Tomei consciência desse "lapso inocente" ao citar justamente o que os manuais omitiram e, para minha parcial surpresa, alguns alunos questionaram. Primeiro: não conseguiam compreender que a explicação mitológica não é algo meramente fantasioso, mas sim uma tentativa de explicação da realidade relacionada à afetividade humana. Segundo: a dificuldade em distinguir a explicação científica da explicação religiosa-mítica, por exemplo, a respeito da origem do mundo. Por fim: não conseguiam entender também a necessidade do embasamento bibliográfico quando se comenta a respeito de alguma ideia, sobretudo filosófica, em detrimento das suas apresentadas porque o "pastor assim o disse" ou "está na Bíblia"; aliás, falar "está na Bíblia" é quase como que se Deus baixasse e dissesse diretamente a eles, não compreendendo, portanto, que existem tradutores e intérpretes para as várias passagens bíblicas.
O curioso desses "alunos-questionadores" é que todos eles, sem excessão, são de igrejas protestantes e parecem não aceitar outra interpretação ou ideia ainda que alicerçada em documentos ou concepções de teóricos que tentam explicar algo que para eles já está sacramentado porque o "pastor assim o disse"! Dogmáticos radicais, parecem sentir um medo quando alguém aponta uma outra perspectiva distinta daquela da sua igreja ou então crêem ser um discurso disfarçado da religião católica.

* INSTRUÇÃO 1: Retorne todas as linhas das entradas abaixo que contenham a palavra "blue".

* ENTRADAS EXTRAÍDAS:
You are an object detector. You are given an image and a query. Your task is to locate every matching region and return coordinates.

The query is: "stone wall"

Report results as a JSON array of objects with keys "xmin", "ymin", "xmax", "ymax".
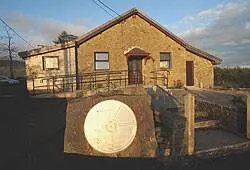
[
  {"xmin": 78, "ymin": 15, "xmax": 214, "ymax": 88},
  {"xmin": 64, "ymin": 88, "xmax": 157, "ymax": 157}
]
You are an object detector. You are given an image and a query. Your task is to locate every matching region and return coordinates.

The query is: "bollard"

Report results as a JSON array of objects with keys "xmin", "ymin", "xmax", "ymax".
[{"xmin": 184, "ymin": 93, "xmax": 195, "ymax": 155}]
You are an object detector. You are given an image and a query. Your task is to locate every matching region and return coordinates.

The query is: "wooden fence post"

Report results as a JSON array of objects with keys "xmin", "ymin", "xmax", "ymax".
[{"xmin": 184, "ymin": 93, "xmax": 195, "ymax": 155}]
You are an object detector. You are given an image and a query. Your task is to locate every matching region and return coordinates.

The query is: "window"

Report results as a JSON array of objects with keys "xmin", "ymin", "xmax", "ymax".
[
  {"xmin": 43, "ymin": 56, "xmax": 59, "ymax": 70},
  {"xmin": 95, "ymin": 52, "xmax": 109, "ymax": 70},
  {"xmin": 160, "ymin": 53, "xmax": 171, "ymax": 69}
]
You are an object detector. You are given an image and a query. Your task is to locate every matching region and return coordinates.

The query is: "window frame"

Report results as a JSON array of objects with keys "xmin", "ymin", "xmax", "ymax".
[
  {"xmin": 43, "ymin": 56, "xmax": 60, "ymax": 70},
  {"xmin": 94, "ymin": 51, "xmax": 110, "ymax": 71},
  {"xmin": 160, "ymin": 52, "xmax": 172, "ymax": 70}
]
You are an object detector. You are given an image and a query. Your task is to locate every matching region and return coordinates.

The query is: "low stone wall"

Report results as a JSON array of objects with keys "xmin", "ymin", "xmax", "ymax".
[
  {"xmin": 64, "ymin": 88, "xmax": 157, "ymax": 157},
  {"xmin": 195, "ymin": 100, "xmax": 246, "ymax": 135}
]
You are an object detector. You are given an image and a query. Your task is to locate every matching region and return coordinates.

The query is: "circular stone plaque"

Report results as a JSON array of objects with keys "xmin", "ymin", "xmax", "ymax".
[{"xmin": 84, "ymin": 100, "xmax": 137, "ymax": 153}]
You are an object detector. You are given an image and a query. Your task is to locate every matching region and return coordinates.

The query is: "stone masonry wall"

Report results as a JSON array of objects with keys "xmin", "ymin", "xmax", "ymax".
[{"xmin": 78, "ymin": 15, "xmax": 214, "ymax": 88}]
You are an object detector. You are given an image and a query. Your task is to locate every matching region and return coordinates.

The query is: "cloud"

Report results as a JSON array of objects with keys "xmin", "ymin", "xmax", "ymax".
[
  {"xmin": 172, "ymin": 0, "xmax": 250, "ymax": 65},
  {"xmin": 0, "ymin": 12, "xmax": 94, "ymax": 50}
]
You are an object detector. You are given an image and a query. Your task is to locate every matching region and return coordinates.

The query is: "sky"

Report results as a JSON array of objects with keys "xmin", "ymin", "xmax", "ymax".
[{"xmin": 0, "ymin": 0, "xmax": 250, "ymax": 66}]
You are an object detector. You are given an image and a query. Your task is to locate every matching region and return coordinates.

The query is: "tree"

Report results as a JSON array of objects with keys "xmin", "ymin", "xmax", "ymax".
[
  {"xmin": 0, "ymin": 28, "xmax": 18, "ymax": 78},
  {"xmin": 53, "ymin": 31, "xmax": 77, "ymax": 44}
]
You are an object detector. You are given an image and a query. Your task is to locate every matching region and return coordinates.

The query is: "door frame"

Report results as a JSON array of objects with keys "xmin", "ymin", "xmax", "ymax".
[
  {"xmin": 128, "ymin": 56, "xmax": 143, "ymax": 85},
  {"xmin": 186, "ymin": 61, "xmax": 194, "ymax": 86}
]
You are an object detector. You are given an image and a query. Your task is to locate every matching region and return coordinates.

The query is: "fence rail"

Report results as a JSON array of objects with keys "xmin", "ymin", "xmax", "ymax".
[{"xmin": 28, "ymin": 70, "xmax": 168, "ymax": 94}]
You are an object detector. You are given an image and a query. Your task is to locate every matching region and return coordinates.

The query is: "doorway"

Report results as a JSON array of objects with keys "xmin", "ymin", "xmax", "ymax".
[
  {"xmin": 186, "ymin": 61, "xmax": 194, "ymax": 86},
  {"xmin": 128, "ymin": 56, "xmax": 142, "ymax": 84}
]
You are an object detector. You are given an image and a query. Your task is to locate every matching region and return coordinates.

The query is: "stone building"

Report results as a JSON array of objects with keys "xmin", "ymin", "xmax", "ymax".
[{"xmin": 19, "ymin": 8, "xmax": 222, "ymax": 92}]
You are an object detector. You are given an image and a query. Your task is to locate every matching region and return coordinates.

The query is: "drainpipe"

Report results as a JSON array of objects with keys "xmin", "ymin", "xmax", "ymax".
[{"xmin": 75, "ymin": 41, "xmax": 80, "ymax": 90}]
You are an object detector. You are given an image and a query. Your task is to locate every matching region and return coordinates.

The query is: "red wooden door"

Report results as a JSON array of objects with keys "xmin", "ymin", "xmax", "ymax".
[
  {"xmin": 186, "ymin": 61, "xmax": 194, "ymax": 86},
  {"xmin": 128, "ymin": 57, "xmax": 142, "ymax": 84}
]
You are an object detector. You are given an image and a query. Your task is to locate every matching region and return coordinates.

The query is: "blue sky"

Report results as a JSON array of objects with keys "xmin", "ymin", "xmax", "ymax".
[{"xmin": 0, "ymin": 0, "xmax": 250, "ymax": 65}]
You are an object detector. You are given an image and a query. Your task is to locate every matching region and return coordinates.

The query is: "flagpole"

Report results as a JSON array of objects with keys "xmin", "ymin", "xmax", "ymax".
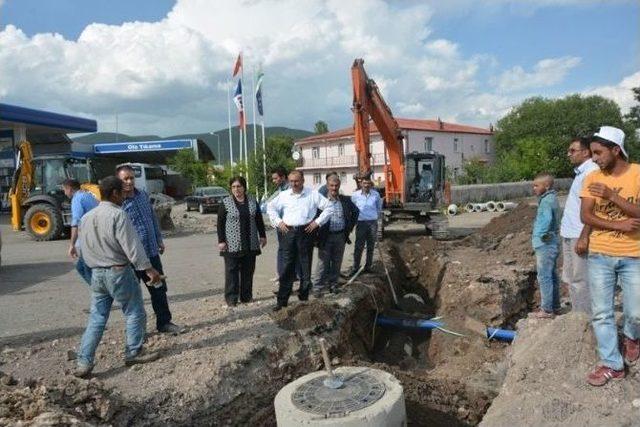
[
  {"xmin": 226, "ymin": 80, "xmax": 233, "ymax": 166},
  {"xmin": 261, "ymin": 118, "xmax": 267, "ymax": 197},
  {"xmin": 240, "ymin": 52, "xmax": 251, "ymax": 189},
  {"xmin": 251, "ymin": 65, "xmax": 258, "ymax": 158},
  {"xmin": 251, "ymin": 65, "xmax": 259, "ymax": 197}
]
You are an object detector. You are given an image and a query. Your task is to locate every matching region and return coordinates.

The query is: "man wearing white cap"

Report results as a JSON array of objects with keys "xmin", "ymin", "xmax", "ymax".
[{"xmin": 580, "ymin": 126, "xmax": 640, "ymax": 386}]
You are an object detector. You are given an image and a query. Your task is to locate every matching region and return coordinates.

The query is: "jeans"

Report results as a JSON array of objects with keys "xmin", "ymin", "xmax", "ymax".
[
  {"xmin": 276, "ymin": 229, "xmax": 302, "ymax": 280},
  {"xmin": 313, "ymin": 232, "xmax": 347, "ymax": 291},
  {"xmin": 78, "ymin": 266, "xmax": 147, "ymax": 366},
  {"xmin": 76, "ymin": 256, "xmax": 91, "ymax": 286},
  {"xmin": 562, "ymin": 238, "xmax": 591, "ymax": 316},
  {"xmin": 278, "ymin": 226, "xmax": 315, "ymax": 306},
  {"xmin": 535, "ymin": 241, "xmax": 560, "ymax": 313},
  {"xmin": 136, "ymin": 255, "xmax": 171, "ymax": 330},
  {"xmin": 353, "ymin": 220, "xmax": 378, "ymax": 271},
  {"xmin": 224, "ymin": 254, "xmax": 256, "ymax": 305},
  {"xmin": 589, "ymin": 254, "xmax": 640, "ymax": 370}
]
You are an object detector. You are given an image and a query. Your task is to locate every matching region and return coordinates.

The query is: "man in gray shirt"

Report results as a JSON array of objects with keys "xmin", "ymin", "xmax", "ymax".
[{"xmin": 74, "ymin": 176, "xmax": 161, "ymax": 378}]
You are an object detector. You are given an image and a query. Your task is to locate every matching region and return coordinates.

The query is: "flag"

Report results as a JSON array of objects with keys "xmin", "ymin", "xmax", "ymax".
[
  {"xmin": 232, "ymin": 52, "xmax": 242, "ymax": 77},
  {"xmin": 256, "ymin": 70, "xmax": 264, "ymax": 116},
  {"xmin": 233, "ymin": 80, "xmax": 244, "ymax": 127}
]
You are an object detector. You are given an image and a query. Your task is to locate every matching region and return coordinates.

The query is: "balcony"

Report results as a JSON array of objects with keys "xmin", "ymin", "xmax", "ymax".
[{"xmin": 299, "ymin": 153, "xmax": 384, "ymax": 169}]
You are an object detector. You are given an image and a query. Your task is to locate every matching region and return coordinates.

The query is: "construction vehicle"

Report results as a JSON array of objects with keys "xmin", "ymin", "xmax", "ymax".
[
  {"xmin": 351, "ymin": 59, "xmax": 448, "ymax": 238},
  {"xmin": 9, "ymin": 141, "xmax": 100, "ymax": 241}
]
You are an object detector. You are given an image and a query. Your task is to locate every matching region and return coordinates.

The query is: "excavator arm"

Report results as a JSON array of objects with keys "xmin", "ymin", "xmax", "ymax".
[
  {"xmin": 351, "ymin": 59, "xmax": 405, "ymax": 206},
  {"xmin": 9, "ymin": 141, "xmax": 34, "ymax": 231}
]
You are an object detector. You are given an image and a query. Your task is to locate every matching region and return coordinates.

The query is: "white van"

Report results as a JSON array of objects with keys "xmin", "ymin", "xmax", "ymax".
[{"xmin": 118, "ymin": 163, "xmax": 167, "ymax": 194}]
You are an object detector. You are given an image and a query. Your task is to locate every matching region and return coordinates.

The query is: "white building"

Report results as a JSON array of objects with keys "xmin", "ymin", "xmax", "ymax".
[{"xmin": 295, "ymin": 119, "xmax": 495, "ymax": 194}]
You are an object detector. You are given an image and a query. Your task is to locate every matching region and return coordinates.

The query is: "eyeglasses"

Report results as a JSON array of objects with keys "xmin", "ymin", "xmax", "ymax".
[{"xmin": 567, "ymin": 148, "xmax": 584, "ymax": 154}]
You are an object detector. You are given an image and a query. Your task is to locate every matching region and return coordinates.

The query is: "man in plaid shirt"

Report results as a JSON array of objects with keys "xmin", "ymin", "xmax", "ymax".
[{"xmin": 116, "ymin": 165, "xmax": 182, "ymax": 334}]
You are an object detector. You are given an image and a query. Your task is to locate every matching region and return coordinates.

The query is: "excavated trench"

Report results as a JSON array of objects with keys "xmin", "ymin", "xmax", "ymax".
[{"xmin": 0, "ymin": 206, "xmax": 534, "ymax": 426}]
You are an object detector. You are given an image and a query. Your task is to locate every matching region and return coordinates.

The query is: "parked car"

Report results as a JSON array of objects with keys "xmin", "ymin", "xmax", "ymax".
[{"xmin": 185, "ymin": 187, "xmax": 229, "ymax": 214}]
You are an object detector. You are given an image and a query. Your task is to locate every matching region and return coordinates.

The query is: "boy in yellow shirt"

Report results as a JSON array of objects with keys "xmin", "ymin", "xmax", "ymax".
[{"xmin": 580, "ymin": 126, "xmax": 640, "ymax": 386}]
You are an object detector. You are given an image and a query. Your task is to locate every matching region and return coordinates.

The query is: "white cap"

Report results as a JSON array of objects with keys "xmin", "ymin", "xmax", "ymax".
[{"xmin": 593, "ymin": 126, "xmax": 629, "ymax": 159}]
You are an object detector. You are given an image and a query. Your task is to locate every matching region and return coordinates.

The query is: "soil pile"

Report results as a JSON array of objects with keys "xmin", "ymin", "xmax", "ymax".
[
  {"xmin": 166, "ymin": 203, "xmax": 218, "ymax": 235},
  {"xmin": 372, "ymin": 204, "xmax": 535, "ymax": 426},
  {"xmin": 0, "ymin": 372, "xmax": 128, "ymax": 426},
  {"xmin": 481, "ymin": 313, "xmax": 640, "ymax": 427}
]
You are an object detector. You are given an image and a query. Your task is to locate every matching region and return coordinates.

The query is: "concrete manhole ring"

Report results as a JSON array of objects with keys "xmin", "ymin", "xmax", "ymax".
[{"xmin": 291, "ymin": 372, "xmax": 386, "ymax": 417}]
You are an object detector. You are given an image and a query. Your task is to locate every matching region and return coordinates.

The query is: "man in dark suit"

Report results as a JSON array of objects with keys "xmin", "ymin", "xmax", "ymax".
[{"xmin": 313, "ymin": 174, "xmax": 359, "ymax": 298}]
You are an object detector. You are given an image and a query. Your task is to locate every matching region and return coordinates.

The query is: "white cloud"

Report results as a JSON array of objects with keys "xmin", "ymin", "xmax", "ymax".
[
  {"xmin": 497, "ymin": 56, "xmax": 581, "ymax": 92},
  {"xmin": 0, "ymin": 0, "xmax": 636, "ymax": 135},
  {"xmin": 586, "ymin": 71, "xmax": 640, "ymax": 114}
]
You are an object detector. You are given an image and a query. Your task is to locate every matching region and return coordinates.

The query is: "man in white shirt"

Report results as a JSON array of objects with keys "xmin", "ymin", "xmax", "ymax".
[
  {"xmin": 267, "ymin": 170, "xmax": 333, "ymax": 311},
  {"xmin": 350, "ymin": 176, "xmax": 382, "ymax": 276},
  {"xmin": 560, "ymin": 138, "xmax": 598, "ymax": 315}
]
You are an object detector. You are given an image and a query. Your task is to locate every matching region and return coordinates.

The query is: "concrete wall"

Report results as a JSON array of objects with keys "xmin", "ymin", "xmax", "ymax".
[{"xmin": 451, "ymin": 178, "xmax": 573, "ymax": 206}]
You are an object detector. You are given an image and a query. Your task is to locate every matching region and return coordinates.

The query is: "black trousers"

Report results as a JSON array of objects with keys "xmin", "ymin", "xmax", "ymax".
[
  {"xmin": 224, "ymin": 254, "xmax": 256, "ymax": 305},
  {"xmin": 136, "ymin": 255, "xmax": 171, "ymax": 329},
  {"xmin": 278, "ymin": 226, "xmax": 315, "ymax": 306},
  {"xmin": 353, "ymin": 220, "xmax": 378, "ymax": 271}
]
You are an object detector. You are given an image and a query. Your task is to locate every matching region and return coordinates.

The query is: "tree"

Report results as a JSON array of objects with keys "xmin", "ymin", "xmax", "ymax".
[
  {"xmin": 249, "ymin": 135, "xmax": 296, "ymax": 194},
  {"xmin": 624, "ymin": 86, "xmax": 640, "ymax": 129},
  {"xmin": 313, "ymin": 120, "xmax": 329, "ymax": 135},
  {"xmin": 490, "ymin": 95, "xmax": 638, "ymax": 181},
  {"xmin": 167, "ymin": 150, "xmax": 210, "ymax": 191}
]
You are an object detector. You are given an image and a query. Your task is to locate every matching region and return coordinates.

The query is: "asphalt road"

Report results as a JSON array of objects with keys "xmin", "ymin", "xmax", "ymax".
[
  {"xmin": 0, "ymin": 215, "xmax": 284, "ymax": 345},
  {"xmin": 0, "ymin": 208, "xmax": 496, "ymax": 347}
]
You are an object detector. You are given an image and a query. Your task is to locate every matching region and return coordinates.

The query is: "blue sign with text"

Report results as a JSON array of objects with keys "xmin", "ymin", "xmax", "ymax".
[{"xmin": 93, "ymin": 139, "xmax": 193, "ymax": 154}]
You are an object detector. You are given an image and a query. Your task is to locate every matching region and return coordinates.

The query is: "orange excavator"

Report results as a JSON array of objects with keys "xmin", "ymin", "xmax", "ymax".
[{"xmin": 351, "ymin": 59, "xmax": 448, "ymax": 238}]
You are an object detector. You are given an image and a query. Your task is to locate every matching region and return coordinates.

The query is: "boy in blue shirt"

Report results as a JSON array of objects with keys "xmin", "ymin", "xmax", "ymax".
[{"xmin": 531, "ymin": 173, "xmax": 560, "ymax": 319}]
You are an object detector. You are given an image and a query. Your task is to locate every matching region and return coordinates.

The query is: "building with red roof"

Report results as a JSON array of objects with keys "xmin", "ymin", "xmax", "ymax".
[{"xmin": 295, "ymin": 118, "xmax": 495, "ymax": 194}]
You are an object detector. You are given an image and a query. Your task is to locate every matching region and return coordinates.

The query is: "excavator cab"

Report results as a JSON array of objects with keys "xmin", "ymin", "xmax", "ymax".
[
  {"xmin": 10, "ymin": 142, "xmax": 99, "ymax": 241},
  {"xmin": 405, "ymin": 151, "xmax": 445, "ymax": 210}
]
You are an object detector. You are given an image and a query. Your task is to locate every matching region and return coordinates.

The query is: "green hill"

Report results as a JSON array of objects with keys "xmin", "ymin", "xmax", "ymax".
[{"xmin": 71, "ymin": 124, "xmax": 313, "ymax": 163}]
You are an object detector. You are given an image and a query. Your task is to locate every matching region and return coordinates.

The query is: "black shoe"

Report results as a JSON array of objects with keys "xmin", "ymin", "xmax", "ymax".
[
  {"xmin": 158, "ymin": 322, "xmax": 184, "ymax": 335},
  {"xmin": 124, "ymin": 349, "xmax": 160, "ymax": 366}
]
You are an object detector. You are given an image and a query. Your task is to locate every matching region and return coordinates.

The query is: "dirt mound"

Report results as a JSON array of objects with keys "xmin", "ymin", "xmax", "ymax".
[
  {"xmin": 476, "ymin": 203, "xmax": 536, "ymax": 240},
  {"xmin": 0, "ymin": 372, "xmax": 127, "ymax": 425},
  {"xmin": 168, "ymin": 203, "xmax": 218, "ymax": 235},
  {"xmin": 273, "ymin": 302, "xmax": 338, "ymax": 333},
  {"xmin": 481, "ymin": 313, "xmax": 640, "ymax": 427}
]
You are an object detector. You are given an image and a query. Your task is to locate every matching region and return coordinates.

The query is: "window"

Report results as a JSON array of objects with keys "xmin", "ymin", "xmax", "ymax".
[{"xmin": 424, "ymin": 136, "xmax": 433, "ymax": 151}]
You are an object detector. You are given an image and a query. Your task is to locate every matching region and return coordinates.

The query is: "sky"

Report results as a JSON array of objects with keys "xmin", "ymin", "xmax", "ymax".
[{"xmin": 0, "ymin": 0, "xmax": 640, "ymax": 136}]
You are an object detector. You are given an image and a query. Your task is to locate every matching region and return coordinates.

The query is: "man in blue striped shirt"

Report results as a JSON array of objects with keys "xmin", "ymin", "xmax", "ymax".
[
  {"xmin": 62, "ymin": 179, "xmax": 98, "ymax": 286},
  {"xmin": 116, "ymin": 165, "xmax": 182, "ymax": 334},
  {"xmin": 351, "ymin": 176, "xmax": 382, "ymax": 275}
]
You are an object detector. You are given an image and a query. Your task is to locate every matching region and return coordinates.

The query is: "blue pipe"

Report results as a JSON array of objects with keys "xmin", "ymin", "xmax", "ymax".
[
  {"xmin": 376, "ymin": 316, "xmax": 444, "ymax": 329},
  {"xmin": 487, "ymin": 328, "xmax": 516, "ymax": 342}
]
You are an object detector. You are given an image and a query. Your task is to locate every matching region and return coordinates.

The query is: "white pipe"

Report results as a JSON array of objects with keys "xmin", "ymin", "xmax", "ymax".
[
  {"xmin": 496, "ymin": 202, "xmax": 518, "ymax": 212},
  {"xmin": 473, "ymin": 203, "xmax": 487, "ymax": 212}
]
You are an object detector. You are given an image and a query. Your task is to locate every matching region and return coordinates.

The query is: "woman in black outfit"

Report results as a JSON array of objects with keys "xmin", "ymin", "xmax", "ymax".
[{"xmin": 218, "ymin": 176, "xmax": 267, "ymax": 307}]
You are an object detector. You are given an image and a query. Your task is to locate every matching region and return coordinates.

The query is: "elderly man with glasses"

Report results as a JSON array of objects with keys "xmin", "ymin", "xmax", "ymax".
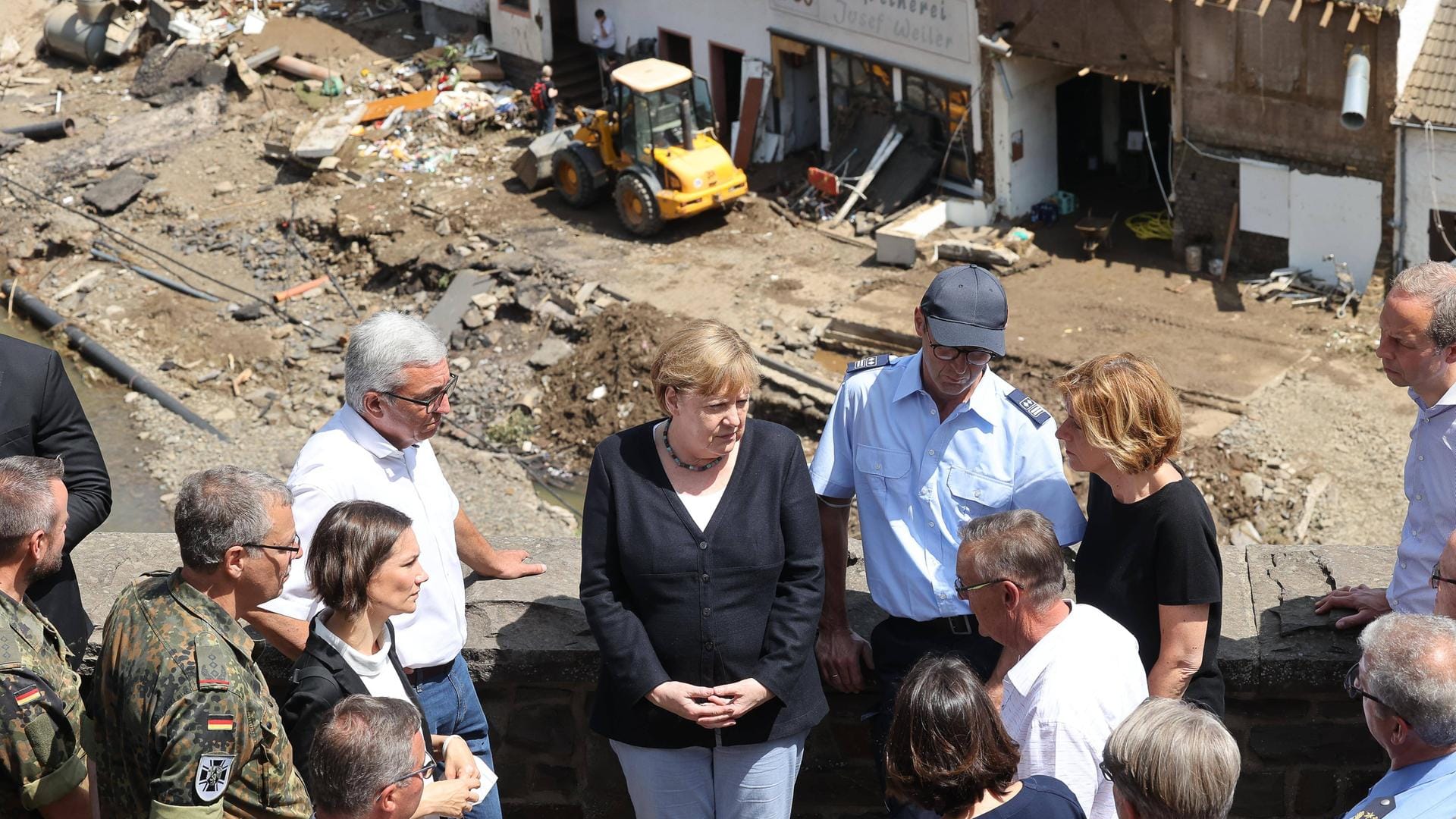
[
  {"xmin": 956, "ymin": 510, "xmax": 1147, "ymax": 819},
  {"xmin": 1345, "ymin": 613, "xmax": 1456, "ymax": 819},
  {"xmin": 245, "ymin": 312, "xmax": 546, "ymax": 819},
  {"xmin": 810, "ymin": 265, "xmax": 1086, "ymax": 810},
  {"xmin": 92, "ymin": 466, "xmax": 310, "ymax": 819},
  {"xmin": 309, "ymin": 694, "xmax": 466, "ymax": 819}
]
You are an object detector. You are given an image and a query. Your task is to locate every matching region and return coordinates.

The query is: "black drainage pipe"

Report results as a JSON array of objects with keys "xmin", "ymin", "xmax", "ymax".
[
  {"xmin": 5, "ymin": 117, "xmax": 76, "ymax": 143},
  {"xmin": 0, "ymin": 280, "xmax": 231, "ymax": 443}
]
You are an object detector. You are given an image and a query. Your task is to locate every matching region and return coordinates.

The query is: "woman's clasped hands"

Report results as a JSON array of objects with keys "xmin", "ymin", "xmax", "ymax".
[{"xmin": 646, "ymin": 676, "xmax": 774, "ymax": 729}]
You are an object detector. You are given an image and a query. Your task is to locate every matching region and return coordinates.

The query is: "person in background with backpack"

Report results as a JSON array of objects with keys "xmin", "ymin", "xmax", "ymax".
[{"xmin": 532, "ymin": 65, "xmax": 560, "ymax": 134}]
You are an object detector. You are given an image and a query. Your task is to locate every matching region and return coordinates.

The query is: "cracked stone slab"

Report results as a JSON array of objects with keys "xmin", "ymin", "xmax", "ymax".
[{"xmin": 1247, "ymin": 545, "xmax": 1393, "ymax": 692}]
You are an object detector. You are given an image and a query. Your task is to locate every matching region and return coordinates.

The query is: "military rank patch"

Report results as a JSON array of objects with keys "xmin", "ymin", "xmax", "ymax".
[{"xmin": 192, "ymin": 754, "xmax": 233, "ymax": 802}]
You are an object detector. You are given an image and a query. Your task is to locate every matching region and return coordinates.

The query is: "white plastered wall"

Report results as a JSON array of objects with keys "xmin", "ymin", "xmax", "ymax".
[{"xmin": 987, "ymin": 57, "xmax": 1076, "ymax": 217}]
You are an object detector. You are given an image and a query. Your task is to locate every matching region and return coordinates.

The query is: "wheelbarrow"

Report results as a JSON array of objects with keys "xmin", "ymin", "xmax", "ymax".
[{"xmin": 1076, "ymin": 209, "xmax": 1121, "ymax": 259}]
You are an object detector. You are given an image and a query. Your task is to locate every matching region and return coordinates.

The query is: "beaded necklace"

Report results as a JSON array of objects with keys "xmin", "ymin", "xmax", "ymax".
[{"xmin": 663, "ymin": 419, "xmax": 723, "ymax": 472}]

* INSTRUÇÃO 2: No trecho da página acima, a que tipo de igreja pertencem os alunos que questionaram?

* RESPOSTA DA TAREFA 1:
The query is: "blue sky"
The query is: "blue sign with text"
The query is: "boy in blue shirt"
The query is: "man in blue striped shirt"
The query is: "blue pipe"

* RESPOSTA DA TAREFA 2: Todos eles, sem exceção, são de igrejas protestantes.